The records that follow must be repeated verbatim, every one of them.

Dataset entries:
•••••

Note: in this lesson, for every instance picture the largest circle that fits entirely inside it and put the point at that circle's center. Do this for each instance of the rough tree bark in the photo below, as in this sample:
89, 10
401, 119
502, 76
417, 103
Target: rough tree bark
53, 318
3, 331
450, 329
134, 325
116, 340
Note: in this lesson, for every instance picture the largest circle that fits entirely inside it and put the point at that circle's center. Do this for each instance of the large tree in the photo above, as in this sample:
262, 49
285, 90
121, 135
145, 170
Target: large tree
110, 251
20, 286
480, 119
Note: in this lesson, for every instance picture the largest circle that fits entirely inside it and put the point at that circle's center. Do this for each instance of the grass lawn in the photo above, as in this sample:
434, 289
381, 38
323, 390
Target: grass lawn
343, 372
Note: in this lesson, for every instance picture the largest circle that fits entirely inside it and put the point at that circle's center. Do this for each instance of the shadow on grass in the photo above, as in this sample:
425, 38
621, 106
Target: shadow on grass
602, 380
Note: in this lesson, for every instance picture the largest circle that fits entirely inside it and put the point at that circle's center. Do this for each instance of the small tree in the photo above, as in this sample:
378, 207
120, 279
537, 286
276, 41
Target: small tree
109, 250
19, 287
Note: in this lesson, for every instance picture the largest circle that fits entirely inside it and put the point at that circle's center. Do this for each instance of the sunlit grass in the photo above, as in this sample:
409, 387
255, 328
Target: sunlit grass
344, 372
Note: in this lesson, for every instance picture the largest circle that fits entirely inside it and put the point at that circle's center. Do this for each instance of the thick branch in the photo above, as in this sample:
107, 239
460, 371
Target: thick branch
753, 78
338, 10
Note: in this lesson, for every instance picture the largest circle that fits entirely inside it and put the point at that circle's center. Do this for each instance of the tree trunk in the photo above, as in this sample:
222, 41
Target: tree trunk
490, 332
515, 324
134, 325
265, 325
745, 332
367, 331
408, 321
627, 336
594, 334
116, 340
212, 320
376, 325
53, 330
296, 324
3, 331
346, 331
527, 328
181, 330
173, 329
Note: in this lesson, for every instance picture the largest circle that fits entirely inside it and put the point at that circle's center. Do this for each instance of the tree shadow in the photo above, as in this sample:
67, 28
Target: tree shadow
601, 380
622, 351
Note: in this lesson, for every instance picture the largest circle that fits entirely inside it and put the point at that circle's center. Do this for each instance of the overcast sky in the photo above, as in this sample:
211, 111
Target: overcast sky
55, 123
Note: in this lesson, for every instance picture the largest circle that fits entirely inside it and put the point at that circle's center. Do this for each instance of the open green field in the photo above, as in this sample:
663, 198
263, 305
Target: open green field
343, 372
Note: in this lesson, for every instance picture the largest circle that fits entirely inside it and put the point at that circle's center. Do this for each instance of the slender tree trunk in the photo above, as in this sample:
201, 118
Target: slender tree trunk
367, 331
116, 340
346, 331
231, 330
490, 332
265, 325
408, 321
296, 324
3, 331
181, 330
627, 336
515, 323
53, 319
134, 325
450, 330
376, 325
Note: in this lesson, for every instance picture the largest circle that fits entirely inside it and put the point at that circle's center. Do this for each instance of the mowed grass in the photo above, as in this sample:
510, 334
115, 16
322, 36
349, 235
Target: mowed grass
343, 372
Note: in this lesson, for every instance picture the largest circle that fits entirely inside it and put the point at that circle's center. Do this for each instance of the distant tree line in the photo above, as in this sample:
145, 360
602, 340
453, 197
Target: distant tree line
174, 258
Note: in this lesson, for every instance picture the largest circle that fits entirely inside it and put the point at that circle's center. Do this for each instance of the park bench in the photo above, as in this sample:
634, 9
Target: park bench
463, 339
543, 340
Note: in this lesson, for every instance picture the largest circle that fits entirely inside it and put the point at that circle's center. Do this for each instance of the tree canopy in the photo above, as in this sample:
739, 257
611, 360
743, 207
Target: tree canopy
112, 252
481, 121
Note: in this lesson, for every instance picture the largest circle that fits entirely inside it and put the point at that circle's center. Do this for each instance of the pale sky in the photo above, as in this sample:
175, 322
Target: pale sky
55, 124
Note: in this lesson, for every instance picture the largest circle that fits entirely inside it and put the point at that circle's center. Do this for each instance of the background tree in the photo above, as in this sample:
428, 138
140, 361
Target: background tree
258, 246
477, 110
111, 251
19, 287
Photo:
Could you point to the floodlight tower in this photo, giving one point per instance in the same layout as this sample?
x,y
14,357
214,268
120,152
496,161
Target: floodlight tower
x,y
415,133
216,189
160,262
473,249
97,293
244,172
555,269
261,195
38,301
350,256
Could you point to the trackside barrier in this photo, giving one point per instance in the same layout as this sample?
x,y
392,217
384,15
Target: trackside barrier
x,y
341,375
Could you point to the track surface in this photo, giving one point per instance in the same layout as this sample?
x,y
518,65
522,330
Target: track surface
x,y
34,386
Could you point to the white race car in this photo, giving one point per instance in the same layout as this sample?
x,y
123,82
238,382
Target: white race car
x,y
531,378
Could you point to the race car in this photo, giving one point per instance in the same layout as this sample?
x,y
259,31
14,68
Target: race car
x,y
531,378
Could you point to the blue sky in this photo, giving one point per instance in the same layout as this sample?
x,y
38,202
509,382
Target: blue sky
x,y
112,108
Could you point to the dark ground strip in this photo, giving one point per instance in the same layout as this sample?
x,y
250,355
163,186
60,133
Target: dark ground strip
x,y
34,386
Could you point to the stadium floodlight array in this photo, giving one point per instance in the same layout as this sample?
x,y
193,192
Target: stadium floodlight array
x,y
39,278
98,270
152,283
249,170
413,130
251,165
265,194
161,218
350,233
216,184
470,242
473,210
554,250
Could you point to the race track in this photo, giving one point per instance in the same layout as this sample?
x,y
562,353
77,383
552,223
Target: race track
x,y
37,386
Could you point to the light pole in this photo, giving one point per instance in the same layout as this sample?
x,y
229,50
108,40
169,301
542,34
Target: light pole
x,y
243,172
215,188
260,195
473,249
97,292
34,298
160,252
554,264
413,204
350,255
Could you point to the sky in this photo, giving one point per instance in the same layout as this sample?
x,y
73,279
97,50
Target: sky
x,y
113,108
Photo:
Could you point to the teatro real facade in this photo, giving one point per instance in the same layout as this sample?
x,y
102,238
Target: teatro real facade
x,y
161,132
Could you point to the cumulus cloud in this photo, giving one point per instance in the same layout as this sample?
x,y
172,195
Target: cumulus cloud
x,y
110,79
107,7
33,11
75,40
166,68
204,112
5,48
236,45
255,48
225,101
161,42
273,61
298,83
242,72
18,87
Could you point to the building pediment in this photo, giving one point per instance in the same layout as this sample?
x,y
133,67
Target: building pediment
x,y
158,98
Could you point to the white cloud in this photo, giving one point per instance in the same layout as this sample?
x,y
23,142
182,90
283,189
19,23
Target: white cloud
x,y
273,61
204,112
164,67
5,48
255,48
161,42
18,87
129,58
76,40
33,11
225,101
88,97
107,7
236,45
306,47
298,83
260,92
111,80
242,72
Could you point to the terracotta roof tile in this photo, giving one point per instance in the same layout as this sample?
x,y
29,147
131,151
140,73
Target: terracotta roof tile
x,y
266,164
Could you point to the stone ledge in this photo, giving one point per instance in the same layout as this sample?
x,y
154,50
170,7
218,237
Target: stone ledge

•••••

• RESPONSE AREA:
Note: in this lesson, for every instance picture the largest circle that fits entirely inside it and put the point at that circle's center. Do this for each instance of the rough tree bark in the photo below, as in this sample:
89, 10
401, 119
502, 76
417, 103
Target: rough tree bark
53, 318
3, 331
450, 329
134, 325
116, 340
Note: in this lesson, for every instance picture the largest circle that fits entirely inside it and put the point at that circle's center. Do this for each instance of the large tree in the photo above, as in this sample:
262, 49
285, 90
121, 135
145, 170
Target: large tree
110, 251
20, 286
480, 119
Note: in this lesson, for every instance picture the largest circle that fits entirely inside it and put the point at that circle's center. Do this for each instance of the grass lawn in the photo above, as in this sample:
434, 289
381, 38
323, 390
Target: grass lawn
343, 372
Note: in this lesson, for every instance picture the largest circle that fits entirely inside it and put the point at that circle's center. Do this for each instance of the shadow on grass in the photo above, as in this sample:
425, 38
621, 106
Target: shadow on grass
602, 380
Note: in this lesson, for every instance picture the largest circle that fits entirely inside it and put the point at that circle's center. Do this for each instance of the small tree in the photo above, as in this sample:
378, 207
120, 279
537, 286
276, 41
Target: small tree
109, 250
19, 287
Note: in this lesson, for every instance picture the largest circle that fits entirely inside it and put the point at that circle's center. Do this for each instance of the sunlit grass in the photo above, as in this sample:
409, 387
255, 328
Target: sunlit grass
344, 372
Note: in this lesson, for every instance picture the largest circle that fits entirely inside it and put the point at that circle's center. Do this for each instance of the thick branch in the photo above, as in this sample:
107, 239
460, 371
Target: thick branch
753, 78
338, 10
Note: in this lesson, for every instance picture the largest circle that fits entirely inside it and put the point at that circle's center. Do this for each instance of the tree trunk in the photo above, as in this sample:
222, 41
Target: tree trunk
490, 332
515, 324
134, 325
265, 325
745, 332
367, 331
408, 321
627, 336
594, 334
116, 340
212, 320
376, 325
53, 330
296, 324
3, 331
346, 331
527, 328
181, 330
173, 329
Note: in this lesson, for every instance picture the largest circle that fits entirely inside it and put the point at that circle's center. Do this for each instance of the tree shadow in the photo above, as in this sample:
67, 28
Target: tree shadow
601, 380
622, 351
Note: in this lesson, for every instance picture the largest circle that fits entirely inside it and put the point at that circle's center. Do this for each instance of the overcast sky in the photo above, as in this sample:
211, 111
Target: overcast sky
55, 123
Note: in this lesson, for every instance picture the largest circle that fits entirely inside it and put the point at that circle's center. Do this for each instance of the open green field in the photo above, as in this sample:
663, 198
263, 305
Target: open green field
343, 372
Note: in this lesson, for every instance picture the largest circle that fits entirely inside it and put the point at that circle's center. Do this for each instance of the slender tree trunk in the photo above, as in this sample:
201, 118
Target: slender tree trunk
367, 331
116, 340
346, 331
231, 330
490, 332
265, 325
408, 321
296, 324
3, 331
181, 330
627, 336
515, 323
53, 319
134, 325
450, 330
376, 325
Note: in this lesson, for every instance picture the largest circle that fits entirely inside it and put the point at that circle's center. Do this for each instance of the mowed grass in the photo above, as in this sample:
510, 334
115, 16
322, 36
349, 235
Target: mowed grass
343, 372
Note: in this lesson, for every instance picture the largest circle that fits entirely inside it and put the point at that circle's center. Do this for each instance of the distant tree line in the photo above, as in this sample:
145, 360
602, 340
453, 197
Target: distant tree line
174, 258
Note: in this lesson, for every instance picture the largest circle that fits entirely inside it and put the point at that circle's center. Do this for each instance of the park bench in the photo above, as in this sample:
634, 9
Target: park bench
463, 339
543, 340
Note: in this lesson, for every instance picture the largest circle that fits entirely inside it and put the point at that circle's center. Do this for each instance of the tree canopy in the photo above, as in this sample:
739, 257
611, 360
743, 207
Target: tree canopy
112, 252
481, 121
Note: in this lesson, for every instance picture the largest circle that fits entirely inside it and put the point at that circle's center. Do this for each instance of the pale sky in the photo above, as in this sample:
175, 322
Target: pale sky
55, 124
Note: in this lesson, for every instance picture the largest circle that fits entirely inside it and put the point at that circle's center. Do this for each instance of the background tree in the photo above, as in this sample:
428, 138
140, 361
Target: background tree
258, 246
477, 110
111, 251
19, 287
Photo:
Could you point to the floodlight tower in this photo, giving one point per instance in the same layout as this sample?
x,y
14,357
214,268
120,152
496,161
Target: floodlight tower
x,y
415,133
216,189
160,262
473,249
97,293
244,172
555,269
261,195
38,301
350,256
Could you point to the trackside barrier in this photo, giving one point per instance in the same layout as this sample?
x,y
392,217
384,15
Target: trackside barrier
x,y
341,375
Could you point to the track surface in this photo, giving one point per instance in the same layout as this sample?
x,y
518,65
522,330
Target: track surface
x,y
34,386
Could you point to the white race car in this photo, giving one point per instance in the same layout as this sample?
x,y
123,82
238,382
Target: white race car
x,y
531,378
Could you point to the race car in this photo, giving one point per instance in the same layout as this sample?
x,y
259,31
14,68
Target: race car
x,y
531,378
Could you point to the blue sky in this photo, giving one point per instance in the same layout as this sample?
x,y
38,202
509,382
Target: blue sky
x,y
112,108
Could you point to the dark ground strip in this photo, giving one point per instance in the same layout as this sample?
x,y
250,355
163,186
60,133
Target: dark ground strip
x,y
34,386
Could you point to the stadium floodlight array in this photo, giving one point per instance in the same layout as this sample?
x,y
193,192
Target: stadium floodlight array
x,y
39,278
98,270
152,283
249,170
413,130
251,165
265,194
161,218
350,233
216,184
470,242
473,210
554,250
Could you point to the race track in this photo, giving one point per instance in the same layout as this sample?
x,y
562,353
77,383
552,223
Target: race track
x,y
37,386
Could you point to the light pole in this photo, giving one point per instance in the same layout as this sample?
x,y
229,50
108,40
169,301
542,34
Target: light pole
x,y
243,172
215,188
260,195
473,249
97,292
34,298
160,252
554,264
413,204
350,255
Could you point to the sky in this photo, giving one point per instance in the same layout as this sample?
x,y
73,279
97,50
Target: sky
x,y
113,108
Photo:
Could you point to the teatro real facade in this photo, giving one point per instance in the same layout as this sample?
x,y
102,238
Target: teatro real facade
x,y
161,132
Could you point to the cumulus cloud in this photo, giving one point per instance in the same layout as this sample?
x,y
172,195
Target: cumulus cloud
x,y
110,79
107,7
33,11
75,40
166,68
204,112
5,48
236,45
255,48
225,101
161,42
273,61
298,83
242,72
18,87
Could you point to the building pediment in this photo, giving one point per instance in the same layout as this sample?
x,y
133,67
Target: building pediment
x,y
158,98
Could you point to the white cloud in this photo, giving one point per instance in the same layout as this sample?
x,y
23,142
182,90
283,189
19,23
Target: white cloud
x,y
273,61
204,112
164,67
5,48
255,48
161,42
18,87
129,58
76,40
33,11
225,101
88,97
107,7
236,45
306,47
298,83
260,92
111,80
242,72
Could you point to the terracotta roof tile in this photo, giving one point per instance in the same layout as this sample?
x,y
29,147
131,151
140,73
Target: terracotta roof tile
x,y
266,164
Could you point to the stone ledge in this photo, giving one point per instance in the same layout as this sample?
x,y
154,50
170,7
218,237
Target: stone ledge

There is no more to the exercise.